> **Supplied data**
┌────────

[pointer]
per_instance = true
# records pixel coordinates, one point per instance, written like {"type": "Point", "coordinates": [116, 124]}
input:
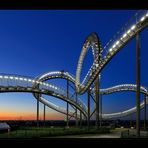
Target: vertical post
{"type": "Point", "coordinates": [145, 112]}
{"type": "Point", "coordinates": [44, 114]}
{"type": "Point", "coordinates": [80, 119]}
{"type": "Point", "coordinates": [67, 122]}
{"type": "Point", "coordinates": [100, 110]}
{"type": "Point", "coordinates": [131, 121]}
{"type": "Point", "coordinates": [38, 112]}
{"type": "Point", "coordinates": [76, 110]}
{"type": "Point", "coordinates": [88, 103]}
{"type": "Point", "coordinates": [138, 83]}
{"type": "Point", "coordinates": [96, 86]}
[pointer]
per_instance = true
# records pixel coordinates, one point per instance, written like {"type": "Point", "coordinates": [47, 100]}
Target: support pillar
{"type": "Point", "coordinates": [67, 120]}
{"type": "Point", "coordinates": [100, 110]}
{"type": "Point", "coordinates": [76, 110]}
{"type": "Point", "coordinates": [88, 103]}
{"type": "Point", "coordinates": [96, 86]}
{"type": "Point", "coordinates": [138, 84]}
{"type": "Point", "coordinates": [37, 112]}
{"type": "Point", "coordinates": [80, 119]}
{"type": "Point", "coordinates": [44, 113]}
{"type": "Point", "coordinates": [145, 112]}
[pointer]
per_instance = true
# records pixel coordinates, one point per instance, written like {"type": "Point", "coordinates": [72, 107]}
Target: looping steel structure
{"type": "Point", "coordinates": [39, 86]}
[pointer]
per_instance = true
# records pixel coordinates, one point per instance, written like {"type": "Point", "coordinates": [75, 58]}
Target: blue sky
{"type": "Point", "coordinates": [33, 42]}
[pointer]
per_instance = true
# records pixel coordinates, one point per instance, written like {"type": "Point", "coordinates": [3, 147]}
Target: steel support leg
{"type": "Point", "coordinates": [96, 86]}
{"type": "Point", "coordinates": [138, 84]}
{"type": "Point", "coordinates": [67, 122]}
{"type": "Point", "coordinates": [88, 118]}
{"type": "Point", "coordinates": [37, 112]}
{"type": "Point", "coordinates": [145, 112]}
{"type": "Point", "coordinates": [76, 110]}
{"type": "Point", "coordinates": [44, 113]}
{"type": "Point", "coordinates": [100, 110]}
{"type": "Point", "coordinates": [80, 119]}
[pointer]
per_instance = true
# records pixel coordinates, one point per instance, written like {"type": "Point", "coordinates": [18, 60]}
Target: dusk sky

└────────
┌────────

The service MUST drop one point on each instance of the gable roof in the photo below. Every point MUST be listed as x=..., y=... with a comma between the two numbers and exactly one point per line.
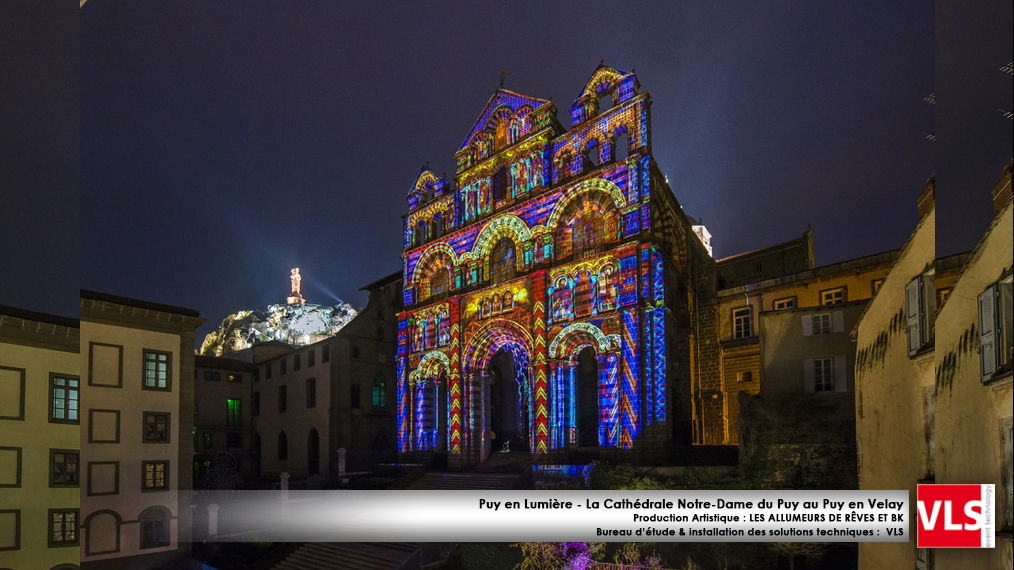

└────────

> **Your goal**
What is the number of lines in the listing that include the word "written"? Give that number and nothing else.

> **Task response**
6